_Work instructions_
What must be returned is the number of lines in the records holding the word "logo", with no other text.

━━━━━━━━━━━━━━━━━━━━

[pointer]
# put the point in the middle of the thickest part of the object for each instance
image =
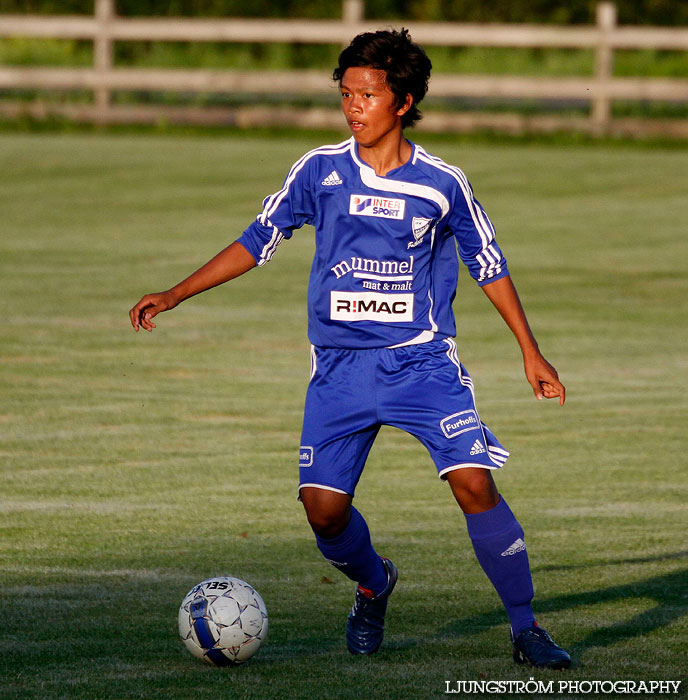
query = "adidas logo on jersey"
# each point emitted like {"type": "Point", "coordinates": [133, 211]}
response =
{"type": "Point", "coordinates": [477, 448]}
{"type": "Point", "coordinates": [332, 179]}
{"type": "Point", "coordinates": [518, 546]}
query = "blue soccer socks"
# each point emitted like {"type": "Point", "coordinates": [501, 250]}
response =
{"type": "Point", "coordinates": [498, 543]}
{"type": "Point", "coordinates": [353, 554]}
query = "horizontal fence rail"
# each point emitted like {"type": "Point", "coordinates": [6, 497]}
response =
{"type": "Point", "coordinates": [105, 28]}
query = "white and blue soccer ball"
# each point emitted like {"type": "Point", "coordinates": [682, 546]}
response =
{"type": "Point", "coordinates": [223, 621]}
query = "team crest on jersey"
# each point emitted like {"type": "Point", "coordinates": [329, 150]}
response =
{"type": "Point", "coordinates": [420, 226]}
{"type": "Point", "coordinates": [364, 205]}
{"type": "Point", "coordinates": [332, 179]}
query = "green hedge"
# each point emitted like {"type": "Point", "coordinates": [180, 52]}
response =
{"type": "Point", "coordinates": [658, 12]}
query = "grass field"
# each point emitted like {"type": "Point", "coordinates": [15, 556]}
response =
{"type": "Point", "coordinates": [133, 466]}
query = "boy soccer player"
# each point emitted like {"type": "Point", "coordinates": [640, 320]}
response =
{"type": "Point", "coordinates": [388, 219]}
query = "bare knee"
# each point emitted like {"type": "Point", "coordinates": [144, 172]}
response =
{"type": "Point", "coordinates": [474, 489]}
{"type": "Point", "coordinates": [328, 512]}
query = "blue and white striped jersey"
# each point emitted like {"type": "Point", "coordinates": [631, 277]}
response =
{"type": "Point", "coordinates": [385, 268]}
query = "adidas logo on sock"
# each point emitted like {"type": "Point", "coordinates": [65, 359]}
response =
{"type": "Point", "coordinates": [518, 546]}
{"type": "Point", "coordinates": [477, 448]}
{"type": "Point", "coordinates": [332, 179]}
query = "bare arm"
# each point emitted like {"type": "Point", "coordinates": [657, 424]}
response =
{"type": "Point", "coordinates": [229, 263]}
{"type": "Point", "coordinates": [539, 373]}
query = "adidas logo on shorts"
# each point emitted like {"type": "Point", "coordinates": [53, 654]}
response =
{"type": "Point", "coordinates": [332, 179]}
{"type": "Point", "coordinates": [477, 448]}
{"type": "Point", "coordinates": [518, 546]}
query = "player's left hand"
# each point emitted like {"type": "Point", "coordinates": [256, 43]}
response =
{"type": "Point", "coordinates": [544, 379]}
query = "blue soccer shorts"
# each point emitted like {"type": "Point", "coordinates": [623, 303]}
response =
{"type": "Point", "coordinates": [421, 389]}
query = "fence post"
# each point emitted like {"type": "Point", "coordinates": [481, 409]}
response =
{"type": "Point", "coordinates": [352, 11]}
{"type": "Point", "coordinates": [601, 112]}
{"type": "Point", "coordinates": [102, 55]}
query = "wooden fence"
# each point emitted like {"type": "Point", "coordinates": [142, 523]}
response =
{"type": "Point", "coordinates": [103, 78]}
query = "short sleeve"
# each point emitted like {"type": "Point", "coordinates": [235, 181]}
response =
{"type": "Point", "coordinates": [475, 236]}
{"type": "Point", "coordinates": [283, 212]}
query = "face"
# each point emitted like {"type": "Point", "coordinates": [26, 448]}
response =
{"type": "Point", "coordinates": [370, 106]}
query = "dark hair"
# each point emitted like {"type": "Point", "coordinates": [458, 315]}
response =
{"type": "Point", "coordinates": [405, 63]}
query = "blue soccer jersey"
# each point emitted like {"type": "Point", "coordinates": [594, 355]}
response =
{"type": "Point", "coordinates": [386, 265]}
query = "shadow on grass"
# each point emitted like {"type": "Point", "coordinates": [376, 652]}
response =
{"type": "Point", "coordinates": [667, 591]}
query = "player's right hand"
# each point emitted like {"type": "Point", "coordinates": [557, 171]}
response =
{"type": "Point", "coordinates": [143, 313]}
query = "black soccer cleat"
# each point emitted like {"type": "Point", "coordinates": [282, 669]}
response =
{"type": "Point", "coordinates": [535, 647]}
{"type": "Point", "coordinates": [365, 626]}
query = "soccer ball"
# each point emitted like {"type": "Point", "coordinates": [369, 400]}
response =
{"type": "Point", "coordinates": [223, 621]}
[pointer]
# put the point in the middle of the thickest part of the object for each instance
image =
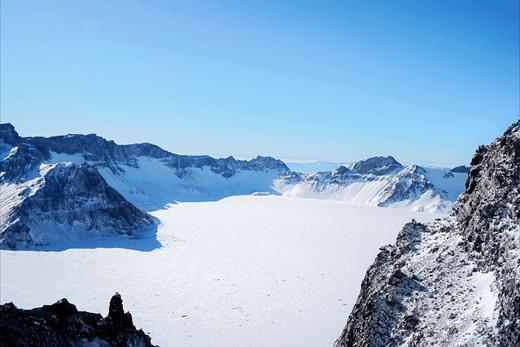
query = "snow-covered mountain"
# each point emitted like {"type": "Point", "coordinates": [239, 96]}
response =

━━━━━━━━━━━━━━━━━━━━

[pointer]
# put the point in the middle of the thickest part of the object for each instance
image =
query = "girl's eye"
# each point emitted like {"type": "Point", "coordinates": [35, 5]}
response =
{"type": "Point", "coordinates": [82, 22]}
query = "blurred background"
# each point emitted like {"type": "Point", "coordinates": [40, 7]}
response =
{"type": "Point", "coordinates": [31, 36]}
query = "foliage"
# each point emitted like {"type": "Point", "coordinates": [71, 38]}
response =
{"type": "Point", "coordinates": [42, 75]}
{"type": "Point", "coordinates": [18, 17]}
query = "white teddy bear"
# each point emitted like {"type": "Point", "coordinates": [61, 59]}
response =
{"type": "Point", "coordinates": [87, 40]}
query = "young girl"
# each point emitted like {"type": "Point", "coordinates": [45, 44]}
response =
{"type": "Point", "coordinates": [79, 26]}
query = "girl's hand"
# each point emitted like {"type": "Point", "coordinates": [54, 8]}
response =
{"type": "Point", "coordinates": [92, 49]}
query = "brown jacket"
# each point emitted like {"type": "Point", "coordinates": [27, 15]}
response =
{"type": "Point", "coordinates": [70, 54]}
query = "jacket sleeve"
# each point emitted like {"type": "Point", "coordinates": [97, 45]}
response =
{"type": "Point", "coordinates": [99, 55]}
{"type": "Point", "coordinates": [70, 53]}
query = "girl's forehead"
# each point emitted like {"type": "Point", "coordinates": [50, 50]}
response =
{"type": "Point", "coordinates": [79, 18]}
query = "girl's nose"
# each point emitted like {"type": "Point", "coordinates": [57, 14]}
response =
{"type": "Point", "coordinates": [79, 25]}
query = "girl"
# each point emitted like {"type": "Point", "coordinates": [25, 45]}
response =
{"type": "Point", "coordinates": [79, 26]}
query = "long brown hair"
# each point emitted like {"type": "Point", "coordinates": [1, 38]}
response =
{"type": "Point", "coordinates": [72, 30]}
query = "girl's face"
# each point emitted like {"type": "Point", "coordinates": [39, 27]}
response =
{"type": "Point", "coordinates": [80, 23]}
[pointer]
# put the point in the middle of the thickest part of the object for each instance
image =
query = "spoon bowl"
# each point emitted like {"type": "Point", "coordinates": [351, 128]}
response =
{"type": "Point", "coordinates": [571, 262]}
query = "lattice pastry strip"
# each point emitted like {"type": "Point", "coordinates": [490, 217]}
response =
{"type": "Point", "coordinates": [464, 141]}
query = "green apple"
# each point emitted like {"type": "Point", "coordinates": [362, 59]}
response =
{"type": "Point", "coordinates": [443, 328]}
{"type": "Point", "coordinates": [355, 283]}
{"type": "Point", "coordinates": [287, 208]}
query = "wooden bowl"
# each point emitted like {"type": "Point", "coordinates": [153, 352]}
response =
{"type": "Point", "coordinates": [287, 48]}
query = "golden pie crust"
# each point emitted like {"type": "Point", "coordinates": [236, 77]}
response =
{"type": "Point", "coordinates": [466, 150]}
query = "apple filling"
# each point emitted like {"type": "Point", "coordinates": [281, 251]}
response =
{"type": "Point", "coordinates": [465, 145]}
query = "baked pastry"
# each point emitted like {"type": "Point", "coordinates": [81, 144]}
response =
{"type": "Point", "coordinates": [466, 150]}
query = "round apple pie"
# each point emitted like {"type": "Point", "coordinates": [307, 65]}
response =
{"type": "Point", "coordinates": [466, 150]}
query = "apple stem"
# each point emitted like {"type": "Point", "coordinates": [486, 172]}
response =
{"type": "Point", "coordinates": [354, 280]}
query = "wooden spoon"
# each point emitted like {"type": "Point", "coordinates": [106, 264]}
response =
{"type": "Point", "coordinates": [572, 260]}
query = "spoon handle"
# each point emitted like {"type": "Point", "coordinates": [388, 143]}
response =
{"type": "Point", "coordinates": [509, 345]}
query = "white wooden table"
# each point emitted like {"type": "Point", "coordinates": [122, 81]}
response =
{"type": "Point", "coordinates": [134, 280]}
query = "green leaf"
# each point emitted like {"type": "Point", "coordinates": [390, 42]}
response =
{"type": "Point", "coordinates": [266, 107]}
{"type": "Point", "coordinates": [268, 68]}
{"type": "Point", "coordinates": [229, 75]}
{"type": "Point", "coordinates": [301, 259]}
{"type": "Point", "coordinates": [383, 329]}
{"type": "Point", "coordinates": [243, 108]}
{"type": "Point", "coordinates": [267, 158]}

━━━━━━━━━━━━━━━━━━━━

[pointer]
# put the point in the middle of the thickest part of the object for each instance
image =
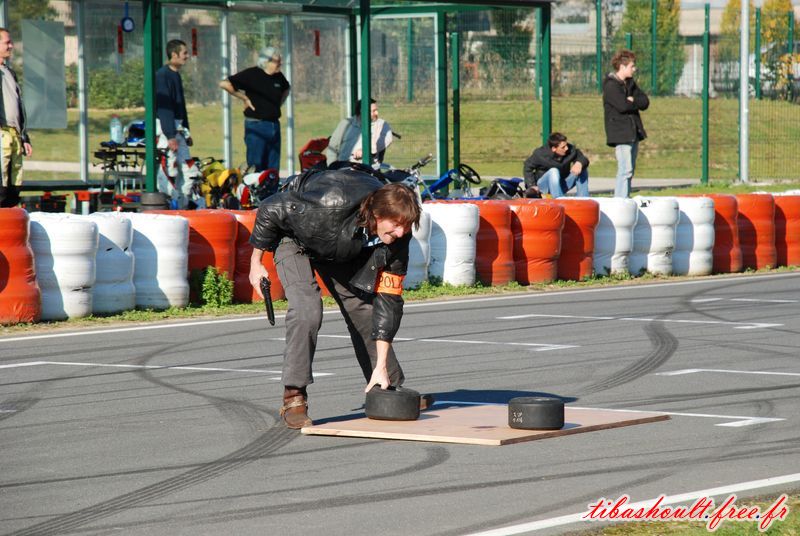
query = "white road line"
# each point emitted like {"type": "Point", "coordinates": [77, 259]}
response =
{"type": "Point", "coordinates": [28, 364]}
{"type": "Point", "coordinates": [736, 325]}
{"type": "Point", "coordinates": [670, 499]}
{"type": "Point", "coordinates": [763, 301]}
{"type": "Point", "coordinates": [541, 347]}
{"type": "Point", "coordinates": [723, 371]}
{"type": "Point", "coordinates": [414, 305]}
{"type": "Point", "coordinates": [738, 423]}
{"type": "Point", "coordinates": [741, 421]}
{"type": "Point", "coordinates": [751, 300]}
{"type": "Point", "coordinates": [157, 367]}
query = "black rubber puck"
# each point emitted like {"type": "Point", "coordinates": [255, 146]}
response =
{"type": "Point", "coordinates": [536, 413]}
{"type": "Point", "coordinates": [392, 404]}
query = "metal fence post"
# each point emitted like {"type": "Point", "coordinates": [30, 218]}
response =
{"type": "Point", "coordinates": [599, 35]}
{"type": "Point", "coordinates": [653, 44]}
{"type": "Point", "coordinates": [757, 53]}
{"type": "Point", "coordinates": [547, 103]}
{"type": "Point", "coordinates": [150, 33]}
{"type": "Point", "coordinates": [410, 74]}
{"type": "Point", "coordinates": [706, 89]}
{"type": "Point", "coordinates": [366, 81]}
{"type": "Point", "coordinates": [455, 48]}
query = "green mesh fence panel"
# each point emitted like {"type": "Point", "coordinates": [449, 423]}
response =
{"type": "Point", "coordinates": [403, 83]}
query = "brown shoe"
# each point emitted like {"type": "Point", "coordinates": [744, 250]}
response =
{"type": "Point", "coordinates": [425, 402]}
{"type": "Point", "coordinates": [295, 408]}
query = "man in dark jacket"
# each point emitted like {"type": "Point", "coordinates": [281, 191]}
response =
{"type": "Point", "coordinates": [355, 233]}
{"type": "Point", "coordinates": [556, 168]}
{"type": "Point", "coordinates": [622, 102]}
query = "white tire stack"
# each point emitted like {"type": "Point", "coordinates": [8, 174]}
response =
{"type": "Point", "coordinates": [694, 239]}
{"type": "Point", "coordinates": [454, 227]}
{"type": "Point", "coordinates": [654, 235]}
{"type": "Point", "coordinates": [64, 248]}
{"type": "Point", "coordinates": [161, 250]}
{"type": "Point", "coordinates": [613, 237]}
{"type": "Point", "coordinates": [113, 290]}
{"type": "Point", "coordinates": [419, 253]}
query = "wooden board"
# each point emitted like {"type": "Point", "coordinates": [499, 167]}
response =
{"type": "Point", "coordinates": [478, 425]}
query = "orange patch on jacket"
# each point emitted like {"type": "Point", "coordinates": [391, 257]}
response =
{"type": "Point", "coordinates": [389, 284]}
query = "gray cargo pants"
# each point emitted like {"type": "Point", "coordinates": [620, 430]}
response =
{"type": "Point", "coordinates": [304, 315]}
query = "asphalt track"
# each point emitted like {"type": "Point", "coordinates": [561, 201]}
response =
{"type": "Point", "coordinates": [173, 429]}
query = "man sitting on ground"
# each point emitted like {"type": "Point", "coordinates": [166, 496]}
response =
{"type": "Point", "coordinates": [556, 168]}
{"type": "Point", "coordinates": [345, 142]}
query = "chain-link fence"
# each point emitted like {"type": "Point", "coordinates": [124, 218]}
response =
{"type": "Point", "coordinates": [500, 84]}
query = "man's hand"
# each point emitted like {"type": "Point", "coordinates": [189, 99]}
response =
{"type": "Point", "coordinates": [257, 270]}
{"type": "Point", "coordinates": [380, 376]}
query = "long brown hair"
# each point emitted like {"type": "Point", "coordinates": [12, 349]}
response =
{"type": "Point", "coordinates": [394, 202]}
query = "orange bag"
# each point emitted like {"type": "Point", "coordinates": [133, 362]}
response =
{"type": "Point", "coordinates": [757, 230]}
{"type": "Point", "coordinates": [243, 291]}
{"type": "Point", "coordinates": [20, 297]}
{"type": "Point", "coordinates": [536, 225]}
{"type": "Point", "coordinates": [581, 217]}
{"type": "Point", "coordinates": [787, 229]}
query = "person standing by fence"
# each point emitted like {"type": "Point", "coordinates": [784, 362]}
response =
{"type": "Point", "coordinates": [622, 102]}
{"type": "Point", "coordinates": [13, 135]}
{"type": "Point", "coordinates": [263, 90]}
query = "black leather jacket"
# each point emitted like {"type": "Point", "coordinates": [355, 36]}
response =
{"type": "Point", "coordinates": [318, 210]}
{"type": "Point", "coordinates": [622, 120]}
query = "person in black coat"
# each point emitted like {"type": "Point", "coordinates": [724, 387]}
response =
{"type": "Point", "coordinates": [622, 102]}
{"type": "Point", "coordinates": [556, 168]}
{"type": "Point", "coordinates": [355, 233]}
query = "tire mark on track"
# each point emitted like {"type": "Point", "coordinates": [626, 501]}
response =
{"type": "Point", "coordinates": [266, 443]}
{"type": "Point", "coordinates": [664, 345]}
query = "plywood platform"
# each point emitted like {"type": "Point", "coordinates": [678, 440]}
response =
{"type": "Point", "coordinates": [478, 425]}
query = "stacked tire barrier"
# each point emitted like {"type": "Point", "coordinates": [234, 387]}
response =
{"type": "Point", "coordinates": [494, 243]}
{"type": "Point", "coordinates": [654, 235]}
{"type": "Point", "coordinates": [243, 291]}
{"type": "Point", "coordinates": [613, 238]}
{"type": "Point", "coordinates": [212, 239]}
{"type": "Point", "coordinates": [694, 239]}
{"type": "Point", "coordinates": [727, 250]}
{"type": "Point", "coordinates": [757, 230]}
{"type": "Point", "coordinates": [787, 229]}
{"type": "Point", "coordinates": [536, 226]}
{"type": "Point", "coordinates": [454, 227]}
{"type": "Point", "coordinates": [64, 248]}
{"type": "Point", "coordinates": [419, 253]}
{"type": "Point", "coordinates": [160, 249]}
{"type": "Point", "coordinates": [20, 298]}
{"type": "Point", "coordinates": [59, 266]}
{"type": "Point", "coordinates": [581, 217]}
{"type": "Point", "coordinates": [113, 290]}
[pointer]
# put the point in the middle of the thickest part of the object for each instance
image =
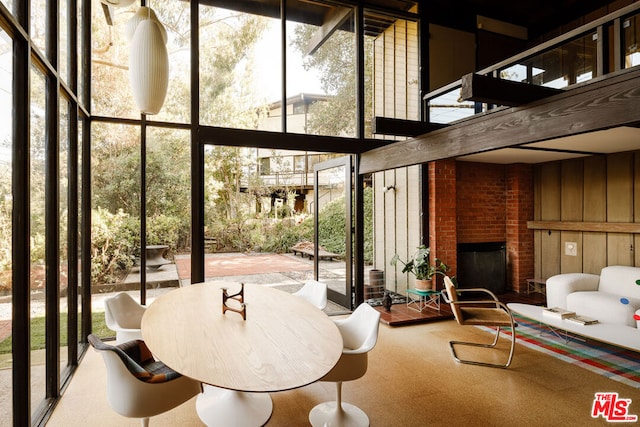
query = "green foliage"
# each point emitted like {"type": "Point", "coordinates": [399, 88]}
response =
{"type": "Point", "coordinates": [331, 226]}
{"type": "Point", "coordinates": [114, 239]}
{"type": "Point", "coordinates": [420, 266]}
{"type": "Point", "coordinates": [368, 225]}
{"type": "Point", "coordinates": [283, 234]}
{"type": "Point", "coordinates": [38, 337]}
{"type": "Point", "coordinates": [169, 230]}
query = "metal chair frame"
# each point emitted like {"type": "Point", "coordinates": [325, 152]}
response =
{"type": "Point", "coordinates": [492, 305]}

━━━━━━━━━━━━━━━━━━━━

_The completed task_
3